> _WORK INSTRUCTION_: Scan the entries line by line and return those with "court".

= = = = = = =

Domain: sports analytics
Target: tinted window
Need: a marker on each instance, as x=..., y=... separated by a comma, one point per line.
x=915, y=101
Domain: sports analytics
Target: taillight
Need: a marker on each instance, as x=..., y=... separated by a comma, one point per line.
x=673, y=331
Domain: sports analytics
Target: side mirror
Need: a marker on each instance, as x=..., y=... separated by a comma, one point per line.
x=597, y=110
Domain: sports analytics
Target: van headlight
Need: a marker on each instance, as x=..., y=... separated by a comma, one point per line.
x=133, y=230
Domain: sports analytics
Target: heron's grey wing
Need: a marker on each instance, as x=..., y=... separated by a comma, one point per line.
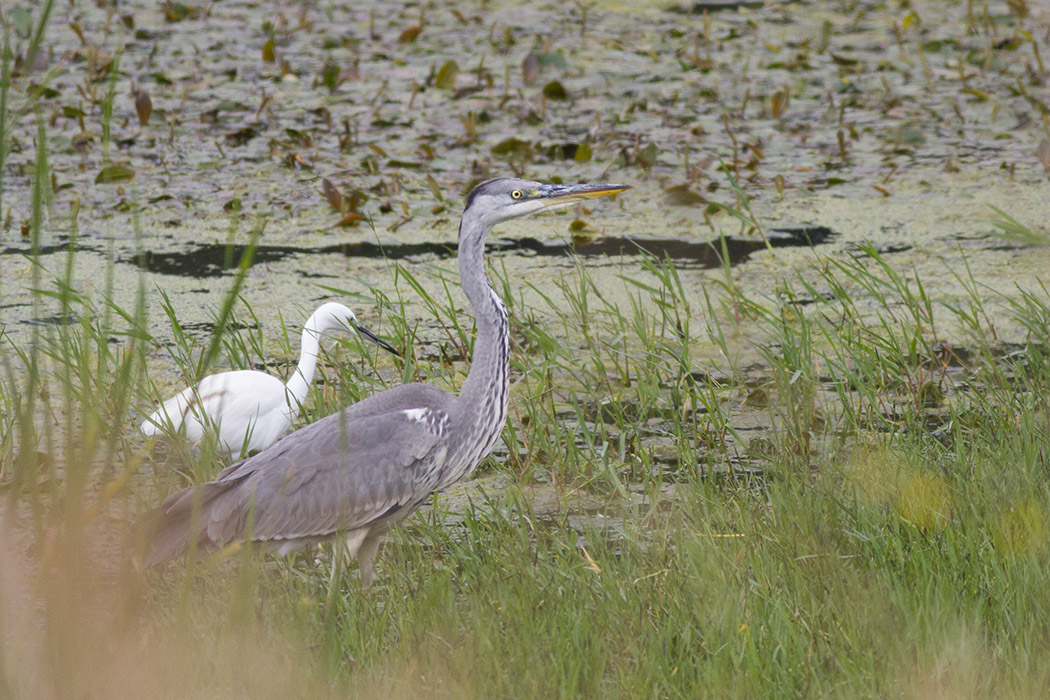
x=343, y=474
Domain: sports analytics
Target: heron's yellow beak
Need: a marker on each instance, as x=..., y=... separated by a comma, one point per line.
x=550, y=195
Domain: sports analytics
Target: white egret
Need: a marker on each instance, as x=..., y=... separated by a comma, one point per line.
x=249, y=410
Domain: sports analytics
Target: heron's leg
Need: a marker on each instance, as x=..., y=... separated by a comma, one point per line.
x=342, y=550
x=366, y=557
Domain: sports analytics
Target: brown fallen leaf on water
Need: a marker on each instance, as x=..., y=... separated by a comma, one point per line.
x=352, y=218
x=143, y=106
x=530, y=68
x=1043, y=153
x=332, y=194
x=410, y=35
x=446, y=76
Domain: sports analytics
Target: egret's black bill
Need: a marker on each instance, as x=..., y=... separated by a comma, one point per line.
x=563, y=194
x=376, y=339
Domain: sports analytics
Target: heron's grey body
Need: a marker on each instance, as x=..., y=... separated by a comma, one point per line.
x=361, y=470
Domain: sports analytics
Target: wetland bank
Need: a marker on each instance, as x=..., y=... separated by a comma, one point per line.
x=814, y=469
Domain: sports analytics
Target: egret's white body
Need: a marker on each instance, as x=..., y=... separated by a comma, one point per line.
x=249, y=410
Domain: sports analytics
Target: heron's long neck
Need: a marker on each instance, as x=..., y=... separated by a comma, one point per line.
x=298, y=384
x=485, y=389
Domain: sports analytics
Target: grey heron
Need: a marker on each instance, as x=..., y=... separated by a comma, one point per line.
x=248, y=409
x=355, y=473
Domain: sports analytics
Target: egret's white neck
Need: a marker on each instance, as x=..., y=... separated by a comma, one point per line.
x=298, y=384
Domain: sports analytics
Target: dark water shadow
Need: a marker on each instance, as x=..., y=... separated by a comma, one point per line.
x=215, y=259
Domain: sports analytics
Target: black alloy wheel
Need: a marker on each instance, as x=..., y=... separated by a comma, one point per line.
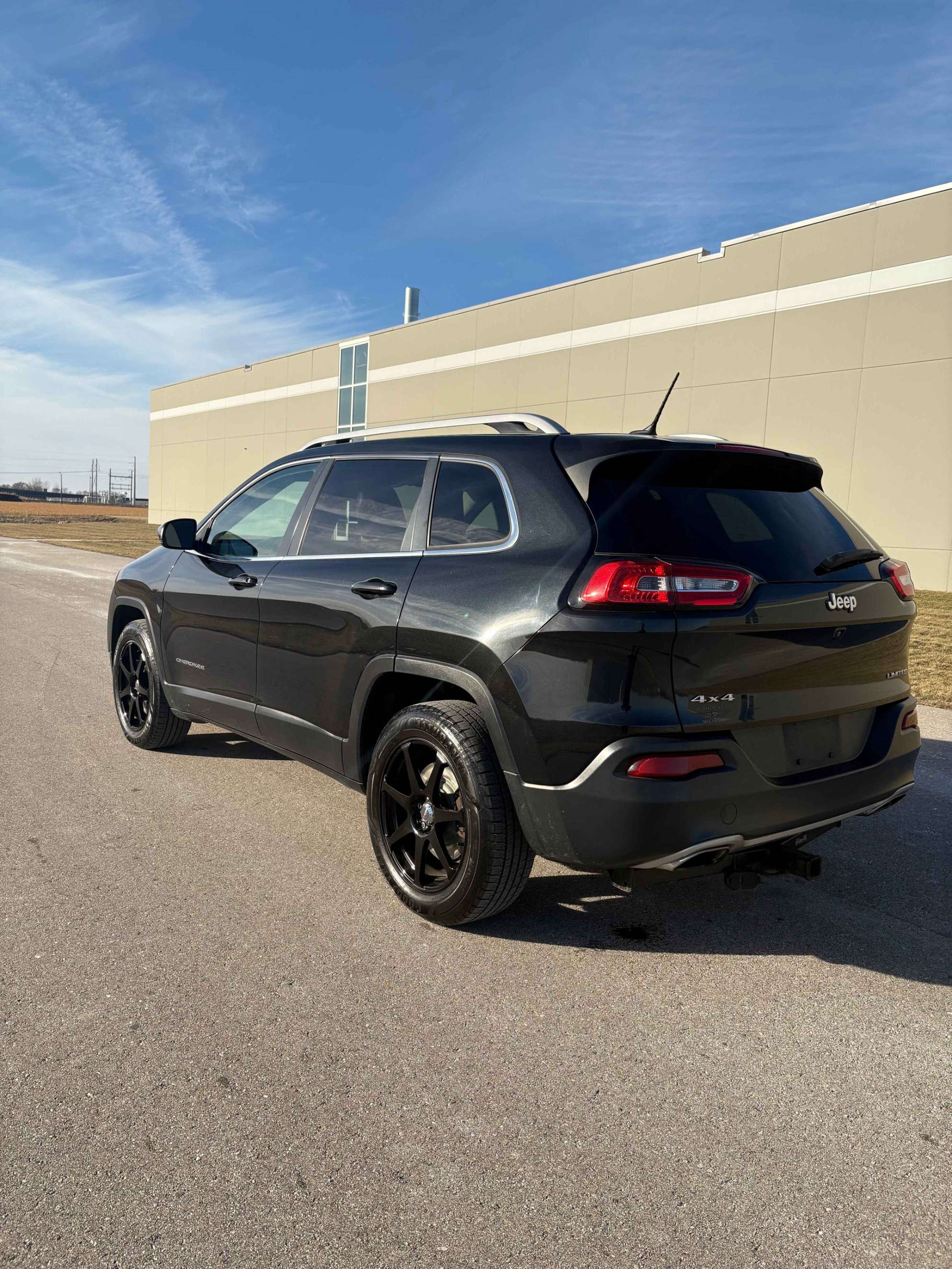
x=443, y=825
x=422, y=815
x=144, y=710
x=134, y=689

= = = = = = =

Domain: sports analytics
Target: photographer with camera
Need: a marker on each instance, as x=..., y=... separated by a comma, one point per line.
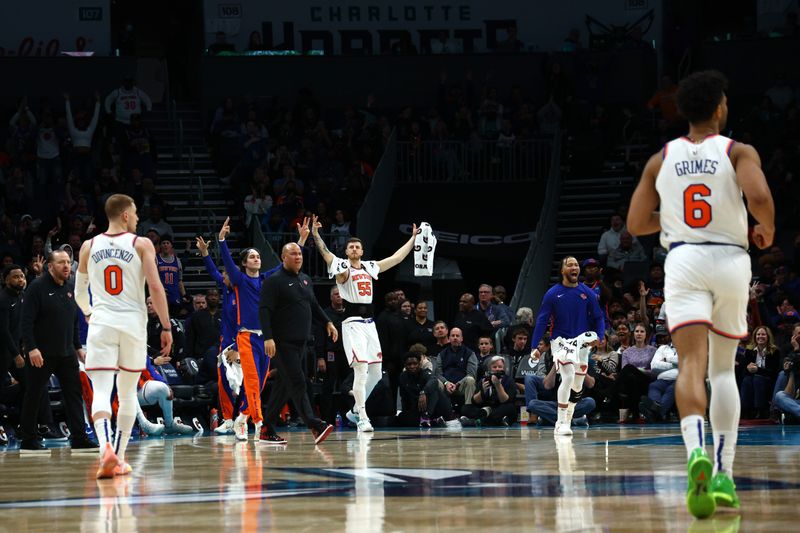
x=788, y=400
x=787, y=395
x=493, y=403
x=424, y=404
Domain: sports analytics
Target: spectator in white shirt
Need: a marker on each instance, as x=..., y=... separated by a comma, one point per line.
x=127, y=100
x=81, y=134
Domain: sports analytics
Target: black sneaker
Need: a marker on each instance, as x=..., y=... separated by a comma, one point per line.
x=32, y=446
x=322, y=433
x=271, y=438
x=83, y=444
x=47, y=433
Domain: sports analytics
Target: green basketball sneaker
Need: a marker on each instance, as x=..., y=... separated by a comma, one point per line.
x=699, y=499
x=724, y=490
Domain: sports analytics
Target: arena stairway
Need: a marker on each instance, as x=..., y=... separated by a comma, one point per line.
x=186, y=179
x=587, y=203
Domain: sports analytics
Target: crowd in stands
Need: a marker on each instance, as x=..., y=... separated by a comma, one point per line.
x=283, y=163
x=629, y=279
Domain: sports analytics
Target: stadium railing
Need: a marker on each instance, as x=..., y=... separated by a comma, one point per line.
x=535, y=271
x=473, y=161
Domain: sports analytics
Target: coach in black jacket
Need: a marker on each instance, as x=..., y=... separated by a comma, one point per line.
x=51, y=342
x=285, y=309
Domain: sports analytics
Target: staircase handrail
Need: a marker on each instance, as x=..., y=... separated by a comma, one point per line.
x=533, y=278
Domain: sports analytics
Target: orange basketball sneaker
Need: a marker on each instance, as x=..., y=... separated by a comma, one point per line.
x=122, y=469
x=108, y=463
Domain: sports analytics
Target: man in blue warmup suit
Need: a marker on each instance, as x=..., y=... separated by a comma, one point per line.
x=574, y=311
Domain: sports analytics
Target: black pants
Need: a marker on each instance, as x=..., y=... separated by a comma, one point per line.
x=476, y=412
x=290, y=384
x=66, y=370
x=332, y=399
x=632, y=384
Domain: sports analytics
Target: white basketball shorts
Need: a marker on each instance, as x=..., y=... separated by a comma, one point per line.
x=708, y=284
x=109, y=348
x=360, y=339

= = = = = = =

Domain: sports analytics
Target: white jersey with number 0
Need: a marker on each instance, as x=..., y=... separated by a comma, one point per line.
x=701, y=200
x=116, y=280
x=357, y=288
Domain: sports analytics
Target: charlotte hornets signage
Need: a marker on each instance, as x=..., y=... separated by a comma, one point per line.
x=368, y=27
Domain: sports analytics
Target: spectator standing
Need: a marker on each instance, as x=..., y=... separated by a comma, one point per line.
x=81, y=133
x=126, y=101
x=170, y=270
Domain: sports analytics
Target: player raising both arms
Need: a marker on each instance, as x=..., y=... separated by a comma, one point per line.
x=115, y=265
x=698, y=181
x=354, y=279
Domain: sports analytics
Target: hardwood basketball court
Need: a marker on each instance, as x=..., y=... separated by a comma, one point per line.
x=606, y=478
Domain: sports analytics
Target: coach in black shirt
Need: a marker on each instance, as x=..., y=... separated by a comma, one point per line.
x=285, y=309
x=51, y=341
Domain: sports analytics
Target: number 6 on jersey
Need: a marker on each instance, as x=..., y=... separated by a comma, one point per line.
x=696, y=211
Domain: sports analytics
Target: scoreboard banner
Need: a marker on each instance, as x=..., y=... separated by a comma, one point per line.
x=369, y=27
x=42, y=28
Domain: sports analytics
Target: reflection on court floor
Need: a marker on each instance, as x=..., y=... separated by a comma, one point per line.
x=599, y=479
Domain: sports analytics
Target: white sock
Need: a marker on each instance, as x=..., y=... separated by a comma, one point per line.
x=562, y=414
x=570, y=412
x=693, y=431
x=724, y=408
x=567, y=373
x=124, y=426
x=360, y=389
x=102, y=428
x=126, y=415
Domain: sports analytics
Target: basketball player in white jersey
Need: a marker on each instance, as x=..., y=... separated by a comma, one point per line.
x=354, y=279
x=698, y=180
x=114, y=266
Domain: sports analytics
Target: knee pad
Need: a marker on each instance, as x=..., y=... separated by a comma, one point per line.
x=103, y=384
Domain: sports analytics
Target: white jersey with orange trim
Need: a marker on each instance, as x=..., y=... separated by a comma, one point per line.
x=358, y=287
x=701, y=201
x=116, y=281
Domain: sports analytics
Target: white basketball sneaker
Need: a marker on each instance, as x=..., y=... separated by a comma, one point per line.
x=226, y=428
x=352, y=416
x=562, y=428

= = = = = = =

> _THE ANSWER_:
Target: hardwood basketball court
Target: reflection on court floor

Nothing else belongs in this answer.